→ **Quoted text**:
The service writer has kept me appraised of the progress with a call each afternoon around 4PM (quitting time for the tech?) except for the day I stopped in. Today's update was that a VoA rep was there looking at it and he mentioned some type of a brand new service advisory or TSB (I asked for the number and a copy of it) that references a leak in this very location and a specific procedure to follow to fix it. We'll see.
So far the idea hs been to use some seam sealer between the inside of the roof skin and the mating surface of the mental flange but the quarters are too close to get the seam sealer caulking gun up in there I'm told.
Supposedly this brand new bulletin has specific instructions on what to do so that is their next move. I'll be stopping in to visit in person again tomorrow to have a chat with the service manager and see what the plans are.
There were several TSB's that needed to get done (should be about a half days work I was told) and apparently those are getting done as the seam sealer dries. 
I feel like I have had a good experience so far. They appear to be attempting to making a good effort to communicate with me and get the thing fixed. I have had a loaner Jetta from the start, no questions asked (although today the airbag warning light came on so I had to stop by and get a different loaner). 
One irrataing thing though is that twice now I have had to ask them to put the car INSIDE the shop overnight. We have been having monsoon like rain storms almost daily and you would think that a car that is in because of a leak in the sunroof would be automatically left inside somewhere, but no








I'll post an update when I have more news.
Happy Friday everyone!


_Modified by DicknNancy at 11:35 PM 9-28-2007_


----------



## DicknNancy (Nov 6, 2004)

*Re: (DicknNancy)*

After a week in the shop it appears as though the roof leak has finally been solved. VW issued a TSB in April (TSB 2014044) that referenced the same thing the tech found on our car.
I have posted a link to the TSB here
http://www.precisionframe.com/...4.pdf
They also got the campaign items done during the week and there were no issues there.
I did have to bring the car back on Monday because the seatbelts were not retracting properly into the pillars. The tech took care of it within 30 minutes and I was on my way.
Other than the whole thing taking so long, this latest visit to Schmelz Countryside VW was overall a good experience.


----------

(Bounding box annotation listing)

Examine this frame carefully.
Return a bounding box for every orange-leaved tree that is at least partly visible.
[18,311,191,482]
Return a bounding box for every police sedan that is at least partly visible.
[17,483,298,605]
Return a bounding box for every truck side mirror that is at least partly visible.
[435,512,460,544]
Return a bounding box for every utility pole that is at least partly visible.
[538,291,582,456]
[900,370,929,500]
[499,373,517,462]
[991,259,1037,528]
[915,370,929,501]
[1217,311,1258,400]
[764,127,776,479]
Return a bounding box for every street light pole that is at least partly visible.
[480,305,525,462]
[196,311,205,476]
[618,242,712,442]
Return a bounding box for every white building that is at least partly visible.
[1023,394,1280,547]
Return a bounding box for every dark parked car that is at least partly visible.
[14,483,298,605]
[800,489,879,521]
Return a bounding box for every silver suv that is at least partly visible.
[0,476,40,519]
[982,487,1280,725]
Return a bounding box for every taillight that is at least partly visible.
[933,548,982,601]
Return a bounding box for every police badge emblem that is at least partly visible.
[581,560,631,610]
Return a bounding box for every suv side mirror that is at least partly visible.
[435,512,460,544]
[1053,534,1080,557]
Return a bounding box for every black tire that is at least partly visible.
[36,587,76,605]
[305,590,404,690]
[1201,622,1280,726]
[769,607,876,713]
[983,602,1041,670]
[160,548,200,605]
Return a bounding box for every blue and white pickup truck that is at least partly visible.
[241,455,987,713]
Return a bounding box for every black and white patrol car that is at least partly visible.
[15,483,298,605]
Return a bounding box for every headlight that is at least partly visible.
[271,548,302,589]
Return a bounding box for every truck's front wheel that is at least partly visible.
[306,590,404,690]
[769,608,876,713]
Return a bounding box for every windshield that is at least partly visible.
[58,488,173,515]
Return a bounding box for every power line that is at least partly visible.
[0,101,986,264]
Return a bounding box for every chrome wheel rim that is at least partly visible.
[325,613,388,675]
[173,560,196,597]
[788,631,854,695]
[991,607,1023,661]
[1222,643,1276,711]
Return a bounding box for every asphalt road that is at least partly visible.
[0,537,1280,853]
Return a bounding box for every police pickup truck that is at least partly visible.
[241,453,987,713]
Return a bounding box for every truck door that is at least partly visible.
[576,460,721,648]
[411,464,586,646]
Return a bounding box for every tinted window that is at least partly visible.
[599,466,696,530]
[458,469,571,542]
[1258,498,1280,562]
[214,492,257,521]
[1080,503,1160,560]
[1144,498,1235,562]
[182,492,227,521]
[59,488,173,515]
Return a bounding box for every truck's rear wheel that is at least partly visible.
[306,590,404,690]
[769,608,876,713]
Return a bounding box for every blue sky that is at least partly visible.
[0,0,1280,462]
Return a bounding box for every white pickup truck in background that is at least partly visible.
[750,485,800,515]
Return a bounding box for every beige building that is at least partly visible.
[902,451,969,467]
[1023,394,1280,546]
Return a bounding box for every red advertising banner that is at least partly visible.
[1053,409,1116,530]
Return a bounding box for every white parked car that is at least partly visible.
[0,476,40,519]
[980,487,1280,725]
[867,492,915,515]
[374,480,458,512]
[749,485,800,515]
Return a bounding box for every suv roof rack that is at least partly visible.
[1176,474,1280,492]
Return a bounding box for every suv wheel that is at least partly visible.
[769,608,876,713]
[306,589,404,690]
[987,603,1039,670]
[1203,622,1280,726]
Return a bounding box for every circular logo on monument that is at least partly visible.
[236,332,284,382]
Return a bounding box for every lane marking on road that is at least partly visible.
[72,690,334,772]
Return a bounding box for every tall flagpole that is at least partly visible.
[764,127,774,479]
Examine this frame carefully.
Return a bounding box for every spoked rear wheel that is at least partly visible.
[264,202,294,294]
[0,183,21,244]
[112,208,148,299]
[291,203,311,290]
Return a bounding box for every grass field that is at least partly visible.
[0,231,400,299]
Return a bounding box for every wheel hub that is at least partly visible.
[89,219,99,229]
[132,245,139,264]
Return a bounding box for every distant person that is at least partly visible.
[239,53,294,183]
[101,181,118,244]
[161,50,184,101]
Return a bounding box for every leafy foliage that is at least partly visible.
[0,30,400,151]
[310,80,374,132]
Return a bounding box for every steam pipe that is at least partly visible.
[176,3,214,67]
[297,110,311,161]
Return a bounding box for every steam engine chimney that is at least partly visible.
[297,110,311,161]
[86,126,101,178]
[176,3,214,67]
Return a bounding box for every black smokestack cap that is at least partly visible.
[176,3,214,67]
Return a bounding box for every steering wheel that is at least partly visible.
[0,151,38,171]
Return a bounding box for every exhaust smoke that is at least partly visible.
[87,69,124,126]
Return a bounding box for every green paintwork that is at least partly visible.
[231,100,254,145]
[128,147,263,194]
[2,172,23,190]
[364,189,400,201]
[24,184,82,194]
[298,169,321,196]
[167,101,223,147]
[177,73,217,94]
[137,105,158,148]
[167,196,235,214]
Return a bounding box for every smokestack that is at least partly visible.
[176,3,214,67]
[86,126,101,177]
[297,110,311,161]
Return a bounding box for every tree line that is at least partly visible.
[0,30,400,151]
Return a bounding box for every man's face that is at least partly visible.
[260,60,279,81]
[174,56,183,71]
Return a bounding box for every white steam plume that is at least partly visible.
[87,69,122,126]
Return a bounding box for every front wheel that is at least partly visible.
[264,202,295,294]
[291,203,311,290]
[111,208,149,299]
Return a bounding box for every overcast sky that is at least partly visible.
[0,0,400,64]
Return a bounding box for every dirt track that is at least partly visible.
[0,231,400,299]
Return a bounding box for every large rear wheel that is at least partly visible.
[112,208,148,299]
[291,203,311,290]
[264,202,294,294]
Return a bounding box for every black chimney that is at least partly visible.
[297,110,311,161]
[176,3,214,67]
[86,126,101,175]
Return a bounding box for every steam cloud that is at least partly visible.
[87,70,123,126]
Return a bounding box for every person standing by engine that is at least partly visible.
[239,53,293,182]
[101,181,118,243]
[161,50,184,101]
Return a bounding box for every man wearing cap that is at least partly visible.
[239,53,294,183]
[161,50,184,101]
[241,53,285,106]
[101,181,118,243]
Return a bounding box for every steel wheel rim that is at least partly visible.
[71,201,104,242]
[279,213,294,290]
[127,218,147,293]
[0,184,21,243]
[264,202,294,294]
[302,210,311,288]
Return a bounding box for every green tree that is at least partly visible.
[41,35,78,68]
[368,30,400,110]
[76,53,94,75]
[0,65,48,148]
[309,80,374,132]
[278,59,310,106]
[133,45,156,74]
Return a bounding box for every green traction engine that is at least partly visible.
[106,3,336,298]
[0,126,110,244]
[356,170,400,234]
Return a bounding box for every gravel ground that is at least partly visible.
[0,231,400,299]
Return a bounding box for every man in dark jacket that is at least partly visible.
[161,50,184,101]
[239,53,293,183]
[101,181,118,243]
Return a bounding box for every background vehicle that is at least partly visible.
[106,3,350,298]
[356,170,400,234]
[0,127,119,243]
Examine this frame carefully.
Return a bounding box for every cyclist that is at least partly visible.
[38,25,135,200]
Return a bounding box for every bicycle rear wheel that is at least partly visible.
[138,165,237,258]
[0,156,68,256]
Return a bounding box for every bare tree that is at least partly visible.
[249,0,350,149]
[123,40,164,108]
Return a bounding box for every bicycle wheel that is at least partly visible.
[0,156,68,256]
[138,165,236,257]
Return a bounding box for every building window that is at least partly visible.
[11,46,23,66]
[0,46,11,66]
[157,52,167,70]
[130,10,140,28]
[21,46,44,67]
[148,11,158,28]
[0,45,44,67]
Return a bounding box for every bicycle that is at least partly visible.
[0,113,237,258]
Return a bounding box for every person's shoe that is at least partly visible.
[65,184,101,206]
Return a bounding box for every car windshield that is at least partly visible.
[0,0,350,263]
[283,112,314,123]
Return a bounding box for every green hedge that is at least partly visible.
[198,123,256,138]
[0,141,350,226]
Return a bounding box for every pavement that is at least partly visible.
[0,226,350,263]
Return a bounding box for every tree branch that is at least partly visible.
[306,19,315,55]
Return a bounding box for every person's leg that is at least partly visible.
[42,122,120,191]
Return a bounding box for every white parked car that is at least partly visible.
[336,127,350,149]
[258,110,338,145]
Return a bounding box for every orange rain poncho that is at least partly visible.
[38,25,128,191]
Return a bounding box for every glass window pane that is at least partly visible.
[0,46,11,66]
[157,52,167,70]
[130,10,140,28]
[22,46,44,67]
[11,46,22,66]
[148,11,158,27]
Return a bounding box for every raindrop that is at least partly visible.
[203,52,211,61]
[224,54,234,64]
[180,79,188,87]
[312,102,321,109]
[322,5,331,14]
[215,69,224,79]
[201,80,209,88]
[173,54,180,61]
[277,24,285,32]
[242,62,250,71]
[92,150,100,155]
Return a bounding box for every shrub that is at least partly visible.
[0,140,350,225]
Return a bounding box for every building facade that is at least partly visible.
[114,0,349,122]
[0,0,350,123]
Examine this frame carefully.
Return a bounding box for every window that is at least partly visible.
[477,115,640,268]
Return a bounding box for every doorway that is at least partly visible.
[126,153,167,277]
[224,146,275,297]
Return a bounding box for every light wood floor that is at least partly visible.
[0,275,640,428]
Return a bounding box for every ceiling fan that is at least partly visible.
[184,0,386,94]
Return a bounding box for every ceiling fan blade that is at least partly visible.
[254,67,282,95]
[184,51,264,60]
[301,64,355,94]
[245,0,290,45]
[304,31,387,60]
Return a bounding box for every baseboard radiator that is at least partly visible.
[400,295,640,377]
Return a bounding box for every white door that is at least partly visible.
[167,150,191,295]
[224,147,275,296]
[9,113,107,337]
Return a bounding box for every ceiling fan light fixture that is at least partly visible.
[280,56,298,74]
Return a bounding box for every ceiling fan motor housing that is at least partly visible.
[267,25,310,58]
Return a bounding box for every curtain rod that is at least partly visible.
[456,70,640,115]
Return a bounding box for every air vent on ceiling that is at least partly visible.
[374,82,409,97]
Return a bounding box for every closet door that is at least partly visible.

→ **The tasks**:
- 1) Write out the forum thread between "I feel like" and "have more news.", inclusive, substituting "Golf" for "Jetta".
- 2) Please duplicate the listing word for word, from its start through the line holding "[160,548,200,605]", inclusive.
The forum thread and the listing have no connection to each other.

→ **Task-by-task answers**:
- 1)
I feel like I have had a good experience so far. They appear to be attempting to making a good effort to communicate with me and get the thing fixed. I have had a loaner Golf from the start, no questions asked (although today the airbag warning light came on so I had to stop by and get a different loaner). 
One irrataing thing though is that twice now I have had to ask them to put the car INSIDE the shop overnight. We have been having monsoon like rain storms almost daily and you would think that a car that is in because of a leak in the sunroof would be automatically left inside somewhere, but no








I'll post an update when I have more news.

- 2)
Examine this frame carefully.
Return a bounding box for every orange-leaved tree that is at least partly visible.
[18,311,191,482]
Return a bounding box for every police sedan that is at least partly visible.
[17,483,298,605]
Return a bounding box for every truck side mirror that is at least partly visible.
[435,512,460,544]
Return a bounding box for every utility pole that is at least partly visible.
[538,291,582,456]
[900,370,929,500]
[499,373,517,462]
[991,259,1037,528]
[915,370,929,501]
[1217,311,1258,400]
[764,127,776,479]
Return a bounding box for every street light pole that is at least partly visible.
[480,305,525,462]
[196,311,205,476]
[618,242,712,442]
Return a bounding box for every white building that is at least partly visible.
[1023,394,1280,547]
Return a bounding box for every dark parked car that is at least partly visible.
[14,483,298,605]
[800,489,879,521]
Return a bounding box for every silver suv that is at least partly visible.
[0,476,40,519]
[982,487,1280,725]
Return a bounding box for every taillight that is at least partly visible.
[933,548,982,601]
Return a bounding box for every police badge emblem that is at least partly visible.
[581,560,631,610]
Return a bounding box for every suv side mirror that is at least partly visible.
[435,512,460,544]
[1053,534,1080,557]
Return a bounding box for every black tire that is at least partly visible.
[36,587,76,605]
[305,590,404,690]
[1201,622,1280,726]
[769,607,876,713]
[983,602,1041,670]
[160,548,200,605]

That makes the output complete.